TRY IT:
State how many lines in the records hold the word "damselfly", giving the number and no other text.

DATASET ENTRIES:
Content starts
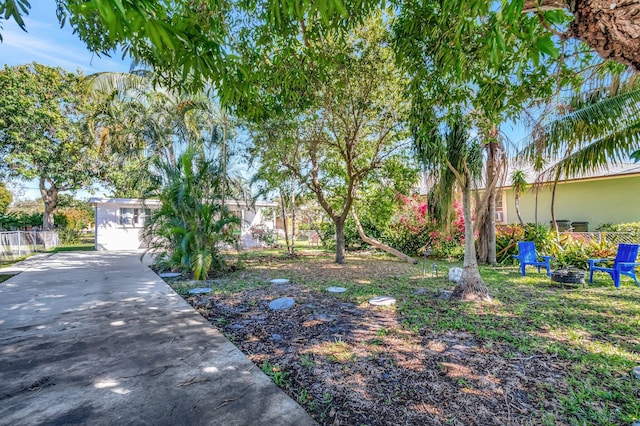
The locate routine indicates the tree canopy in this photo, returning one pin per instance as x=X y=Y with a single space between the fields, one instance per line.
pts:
x=43 y=132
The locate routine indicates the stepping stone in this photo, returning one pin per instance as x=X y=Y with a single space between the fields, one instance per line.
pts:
x=169 y=274
x=445 y=295
x=382 y=301
x=455 y=274
x=282 y=303
x=200 y=290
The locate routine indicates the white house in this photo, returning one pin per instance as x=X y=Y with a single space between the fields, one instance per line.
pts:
x=119 y=221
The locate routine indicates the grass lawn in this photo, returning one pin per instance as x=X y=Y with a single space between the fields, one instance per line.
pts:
x=86 y=243
x=542 y=353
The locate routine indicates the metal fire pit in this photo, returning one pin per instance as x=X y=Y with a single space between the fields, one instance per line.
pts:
x=568 y=276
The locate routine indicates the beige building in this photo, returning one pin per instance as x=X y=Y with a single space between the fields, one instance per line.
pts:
x=609 y=196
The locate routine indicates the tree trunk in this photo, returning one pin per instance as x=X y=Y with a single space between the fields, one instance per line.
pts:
x=50 y=200
x=517 y=196
x=470 y=287
x=487 y=229
x=293 y=217
x=379 y=245
x=553 y=207
x=339 y=224
x=284 y=222
x=536 y=209
x=610 y=27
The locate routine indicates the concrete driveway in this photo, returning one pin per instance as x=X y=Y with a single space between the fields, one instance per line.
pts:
x=97 y=338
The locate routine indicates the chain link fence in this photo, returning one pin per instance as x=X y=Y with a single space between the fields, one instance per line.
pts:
x=609 y=237
x=15 y=244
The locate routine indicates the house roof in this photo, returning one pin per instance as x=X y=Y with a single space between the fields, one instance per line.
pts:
x=611 y=171
x=153 y=203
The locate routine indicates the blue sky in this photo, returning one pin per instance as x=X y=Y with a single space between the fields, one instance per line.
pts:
x=46 y=43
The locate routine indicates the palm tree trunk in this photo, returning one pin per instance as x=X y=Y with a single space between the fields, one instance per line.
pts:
x=517 y=196
x=293 y=217
x=284 y=222
x=471 y=287
x=553 y=207
x=340 y=255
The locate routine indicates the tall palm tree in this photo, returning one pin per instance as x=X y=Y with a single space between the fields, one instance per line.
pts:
x=455 y=159
x=598 y=127
x=519 y=185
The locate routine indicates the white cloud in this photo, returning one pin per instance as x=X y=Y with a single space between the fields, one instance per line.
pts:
x=47 y=43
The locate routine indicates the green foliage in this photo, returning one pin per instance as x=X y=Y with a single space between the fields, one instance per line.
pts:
x=70 y=221
x=43 y=117
x=263 y=234
x=598 y=126
x=189 y=228
x=6 y=197
x=20 y=221
x=632 y=228
x=508 y=236
x=413 y=231
x=329 y=144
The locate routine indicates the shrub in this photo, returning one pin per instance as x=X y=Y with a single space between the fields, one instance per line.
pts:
x=412 y=231
x=70 y=222
x=189 y=227
x=261 y=233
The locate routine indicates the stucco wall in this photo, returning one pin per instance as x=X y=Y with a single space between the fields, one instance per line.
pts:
x=608 y=200
x=110 y=234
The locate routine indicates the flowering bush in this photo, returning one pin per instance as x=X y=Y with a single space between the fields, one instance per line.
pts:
x=263 y=234
x=412 y=231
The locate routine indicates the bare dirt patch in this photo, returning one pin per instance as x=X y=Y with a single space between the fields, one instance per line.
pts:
x=350 y=364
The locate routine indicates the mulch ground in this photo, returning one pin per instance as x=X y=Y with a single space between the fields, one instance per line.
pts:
x=349 y=364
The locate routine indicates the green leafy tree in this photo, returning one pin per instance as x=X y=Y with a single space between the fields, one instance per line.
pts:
x=43 y=132
x=6 y=197
x=454 y=158
x=191 y=43
x=188 y=228
x=452 y=70
x=351 y=124
x=598 y=126
x=519 y=186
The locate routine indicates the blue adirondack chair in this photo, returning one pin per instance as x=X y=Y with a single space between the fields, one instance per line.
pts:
x=624 y=264
x=528 y=256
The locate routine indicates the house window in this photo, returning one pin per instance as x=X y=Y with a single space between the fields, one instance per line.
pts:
x=499 y=209
x=131 y=216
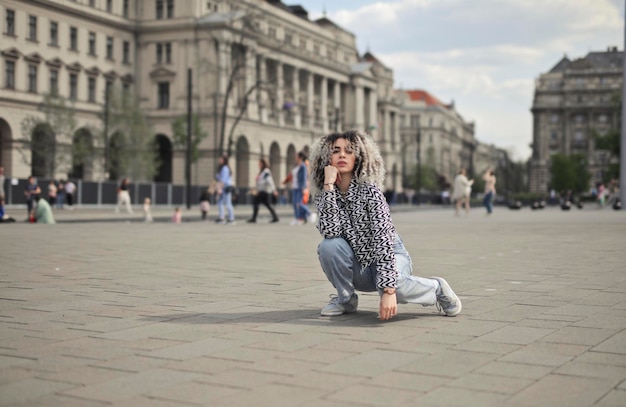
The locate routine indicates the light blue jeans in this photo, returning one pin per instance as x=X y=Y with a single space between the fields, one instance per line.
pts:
x=300 y=210
x=345 y=273
x=488 y=201
x=226 y=198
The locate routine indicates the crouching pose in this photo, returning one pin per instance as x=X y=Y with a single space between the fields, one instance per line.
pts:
x=361 y=249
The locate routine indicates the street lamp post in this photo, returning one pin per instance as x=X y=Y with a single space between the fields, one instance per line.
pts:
x=419 y=165
x=106 y=132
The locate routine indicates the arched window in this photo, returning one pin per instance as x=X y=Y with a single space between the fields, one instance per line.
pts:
x=164 y=151
x=116 y=162
x=82 y=154
x=43 y=148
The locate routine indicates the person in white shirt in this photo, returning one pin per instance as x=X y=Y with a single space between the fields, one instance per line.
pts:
x=462 y=190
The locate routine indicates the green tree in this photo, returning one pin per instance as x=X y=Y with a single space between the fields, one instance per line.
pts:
x=569 y=173
x=41 y=135
x=611 y=143
x=135 y=153
x=179 y=131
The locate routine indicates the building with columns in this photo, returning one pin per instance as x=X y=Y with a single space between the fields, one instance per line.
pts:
x=572 y=101
x=445 y=140
x=266 y=81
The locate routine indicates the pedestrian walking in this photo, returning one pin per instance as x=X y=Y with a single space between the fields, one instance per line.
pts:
x=52 y=194
x=225 y=191
x=147 y=210
x=265 y=189
x=2 y=195
x=205 y=204
x=123 y=197
x=4 y=217
x=31 y=192
x=361 y=249
x=299 y=189
x=70 y=189
x=490 y=190
x=177 y=217
x=60 y=194
x=42 y=213
x=462 y=191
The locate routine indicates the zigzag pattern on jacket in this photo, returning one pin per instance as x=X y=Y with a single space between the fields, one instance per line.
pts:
x=362 y=218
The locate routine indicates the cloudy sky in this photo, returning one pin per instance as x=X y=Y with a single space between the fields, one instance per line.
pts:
x=483 y=54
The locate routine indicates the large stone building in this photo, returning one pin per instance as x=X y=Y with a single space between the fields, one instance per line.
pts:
x=572 y=100
x=447 y=140
x=266 y=82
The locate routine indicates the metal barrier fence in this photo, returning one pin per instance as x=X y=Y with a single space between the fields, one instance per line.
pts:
x=103 y=193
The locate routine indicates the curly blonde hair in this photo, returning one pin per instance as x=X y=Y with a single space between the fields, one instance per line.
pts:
x=368 y=165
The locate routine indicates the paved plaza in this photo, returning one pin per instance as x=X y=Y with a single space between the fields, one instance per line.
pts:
x=199 y=314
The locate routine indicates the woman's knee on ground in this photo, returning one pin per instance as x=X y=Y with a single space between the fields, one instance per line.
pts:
x=333 y=247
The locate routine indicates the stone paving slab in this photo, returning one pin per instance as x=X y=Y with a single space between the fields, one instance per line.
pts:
x=100 y=310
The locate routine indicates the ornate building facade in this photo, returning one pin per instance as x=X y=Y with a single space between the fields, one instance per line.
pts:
x=572 y=101
x=445 y=141
x=266 y=81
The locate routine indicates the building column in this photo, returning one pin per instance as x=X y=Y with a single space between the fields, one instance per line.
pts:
x=385 y=136
x=359 y=107
x=337 y=106
x=262 y=92
x=324 y=103
x=280 y=93
x=223 y=59
x=566 y=135
x=310 y=99
x=373 y=112
x=295 y=85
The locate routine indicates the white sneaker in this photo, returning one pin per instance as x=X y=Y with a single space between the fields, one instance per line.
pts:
x=447 y=300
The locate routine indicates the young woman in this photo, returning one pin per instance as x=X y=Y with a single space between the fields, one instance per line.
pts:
x=265 y=188
x=490 y=190
x=225 y=191
x=361 y=249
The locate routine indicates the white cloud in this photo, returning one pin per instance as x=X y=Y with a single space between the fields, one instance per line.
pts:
x=484 y=54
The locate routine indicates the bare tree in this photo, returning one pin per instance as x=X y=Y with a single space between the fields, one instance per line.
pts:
x=179 y=132
x=134 y=151
x=244 y=26
x=41 y=135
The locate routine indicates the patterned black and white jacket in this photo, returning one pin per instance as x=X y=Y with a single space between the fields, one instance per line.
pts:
x=363 y=219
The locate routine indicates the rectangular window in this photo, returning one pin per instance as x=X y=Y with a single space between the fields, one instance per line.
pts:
x=159 y=9
x=10 y=22
x=92 y=43
x=54 y=33
x=164 y=95
x=159 y=53
x=32 y=28
x=54 y=82
x=9 y=74
x=109 y=47
x=126 y=52
x=73 y=38
x=91 y=89
x=32 y=78
x=73 y=86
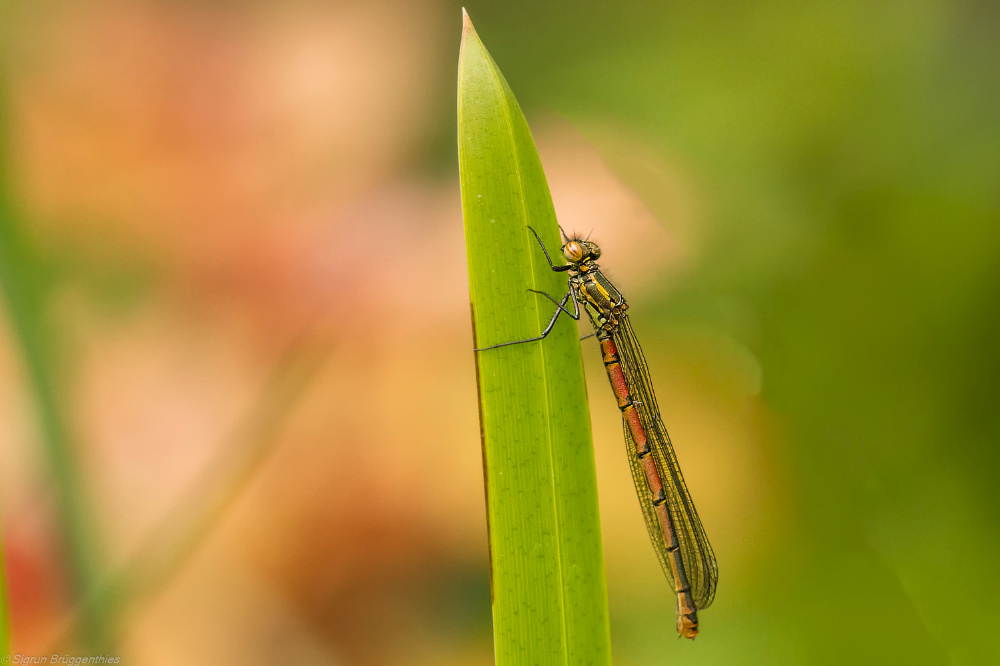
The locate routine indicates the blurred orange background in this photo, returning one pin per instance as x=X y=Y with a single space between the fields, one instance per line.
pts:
x=247 y=224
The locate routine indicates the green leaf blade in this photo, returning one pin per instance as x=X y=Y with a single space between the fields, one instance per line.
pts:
x=549 y=590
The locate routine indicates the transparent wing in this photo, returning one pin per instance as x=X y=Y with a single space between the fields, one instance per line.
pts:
x=699 y=560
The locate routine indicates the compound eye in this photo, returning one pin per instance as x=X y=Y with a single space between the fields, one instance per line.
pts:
x=573 y=251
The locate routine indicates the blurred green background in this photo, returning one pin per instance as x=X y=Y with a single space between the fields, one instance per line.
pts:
x=801 y=201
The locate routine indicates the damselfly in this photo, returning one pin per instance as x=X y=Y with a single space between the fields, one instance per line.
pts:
x=671 y=519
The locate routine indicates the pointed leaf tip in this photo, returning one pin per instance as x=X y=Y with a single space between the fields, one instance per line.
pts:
x=466 y=23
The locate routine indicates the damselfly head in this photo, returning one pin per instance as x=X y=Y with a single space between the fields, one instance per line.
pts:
x=576 y=250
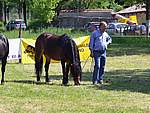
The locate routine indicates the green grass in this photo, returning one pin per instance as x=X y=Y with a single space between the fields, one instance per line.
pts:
x=126 y=87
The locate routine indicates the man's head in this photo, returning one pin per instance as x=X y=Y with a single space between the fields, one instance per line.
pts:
x=103 y=26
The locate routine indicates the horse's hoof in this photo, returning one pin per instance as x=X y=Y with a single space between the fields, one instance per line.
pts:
x=47 y=80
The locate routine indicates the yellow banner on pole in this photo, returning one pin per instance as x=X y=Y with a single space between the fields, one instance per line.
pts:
x=27 y=48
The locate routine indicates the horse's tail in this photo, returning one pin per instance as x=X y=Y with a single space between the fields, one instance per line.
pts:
x=38 y=57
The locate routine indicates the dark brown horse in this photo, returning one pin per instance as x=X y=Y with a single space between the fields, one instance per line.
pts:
x=58 y=48
x=4 y=50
Content ends
THE COMPLETED TASK:
2